--- Passage to read Enclosed Below ---

This month’s blogger of the month is Supperclub pioneer and winner of the Guild of Food Writers 2013 Food Blog of the Year Kerstin Rodgers aka Ms Marmite Lover. Kerstin blogs at The English Can Cook and tweets as @msmarmitelover.
Tell us a little about yourself, who you are and what you blog about?
I’m Kerstin Rodgers aka Ms Marmite Lover. I blog about food, travel and the supper clubs that I run.
I’ve been blogging about food since 2008 but I had a blog before that, about terrible internet dates, bringing up my daughter, astrology and films.
Why did you start blogging and where did your site name come from?
I started blogging because I felt lonely. As a single mum, basically you stay in for a decade! One particular New Year’s Eve, I just thought, I’ve got to express myself and start writing. I chose Ms Marmite Lover because I’ve always liked and eaten marmite.
How do you think up all those amazing original menus for your supperclub?
I often think of them in the shower. I find running water an inspiration. But I also collect recipes and research for months before I do the actual supperclub. I’m always working on menus. You can book for my supper club via my events page. I also run a monthly ‘secret garden club’, where you can learn a skill, gardening, smoking, canning and then have a supper.
Tell me about some of your more “unusual” supperclub guests?
I had two that had just done a taxidermy class and brought their stuffed white mice to the dinner. They propped them in front of their plates. I also had a guy called Captain Hugh who had a booming voice, wore a monocle, and kept smacking the waitresses’ bums!
What do you feel you gain from blogging and working in food?
I’ve always loved food and cooking, I find it very therapeutic.Obviously working as a chef is not particularly relaxing though. It’s been great to start and run my own business from something I love doing. It brings together all of my skills: photography, writing, cooking. Blogging is great because I have control of what I publish, I don’t have to wait for an editor to deign to commission me. Of course I don’t get paid but I combine blogging with paid writing work for others. Freedom and expression is the main thing I get out of it.

--- End of Enclosed Passage to read ---
--- Source data Enclosed Below ---

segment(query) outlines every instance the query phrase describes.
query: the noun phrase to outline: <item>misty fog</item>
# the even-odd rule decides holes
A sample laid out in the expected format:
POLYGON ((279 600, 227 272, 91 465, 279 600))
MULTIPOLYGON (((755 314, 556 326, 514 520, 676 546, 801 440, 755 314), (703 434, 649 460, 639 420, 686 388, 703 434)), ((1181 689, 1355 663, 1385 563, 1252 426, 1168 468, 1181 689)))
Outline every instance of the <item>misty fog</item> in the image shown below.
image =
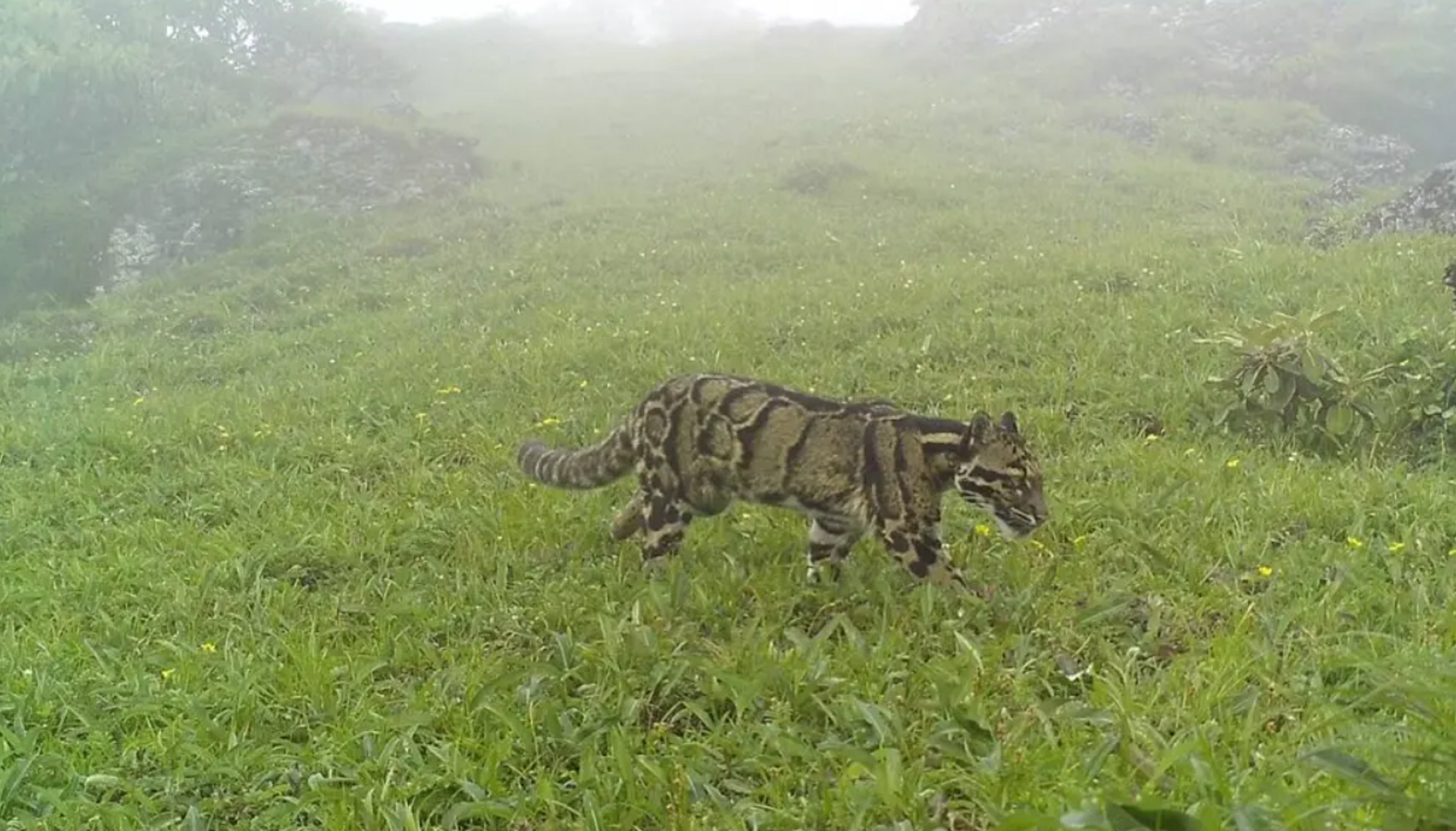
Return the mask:
POLYGON ((1452 44, 0 0, 0 824, 1449 831, 1452 44))

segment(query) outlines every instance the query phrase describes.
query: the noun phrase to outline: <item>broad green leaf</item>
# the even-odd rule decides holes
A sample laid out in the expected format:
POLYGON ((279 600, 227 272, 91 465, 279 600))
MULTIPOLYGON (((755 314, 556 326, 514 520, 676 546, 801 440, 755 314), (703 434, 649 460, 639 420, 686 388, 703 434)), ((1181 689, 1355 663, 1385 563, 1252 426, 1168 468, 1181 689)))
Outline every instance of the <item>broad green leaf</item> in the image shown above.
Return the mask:
POLYGON ((1398 798, 1402 795, 1399 787, 1376 773, 1373 767, 1344 751, 1324 748, 1306 754, 1305 758, 1310 764, 1321 767, 1351 784, 1358 784, 1366 790, 1373 790, 1388 798, 1398 798))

--- End of Enclosed Source data ---

What you have to do ::
From the Kerstin Rodgers interview above, extract everything from "What do you" down to "get out of it." word for word.

Answer below ::
What do you feel you gain from blogging and working in food?
I’ve always loved food and cooking, I find it very therapeutic.Obviously working as a chef is not particularly relaxing though. It’s been great to start and run my own business from something I love doing. It brings together all of my skills: photography, writing, cooking. Blogging is great because I have control of what I publish, I don’t have to wait for an editor to deign to commission me. Of course I don’t get paid but I combine blogging with paid writing work for others. Freedom and expression is the main thing I get out of it.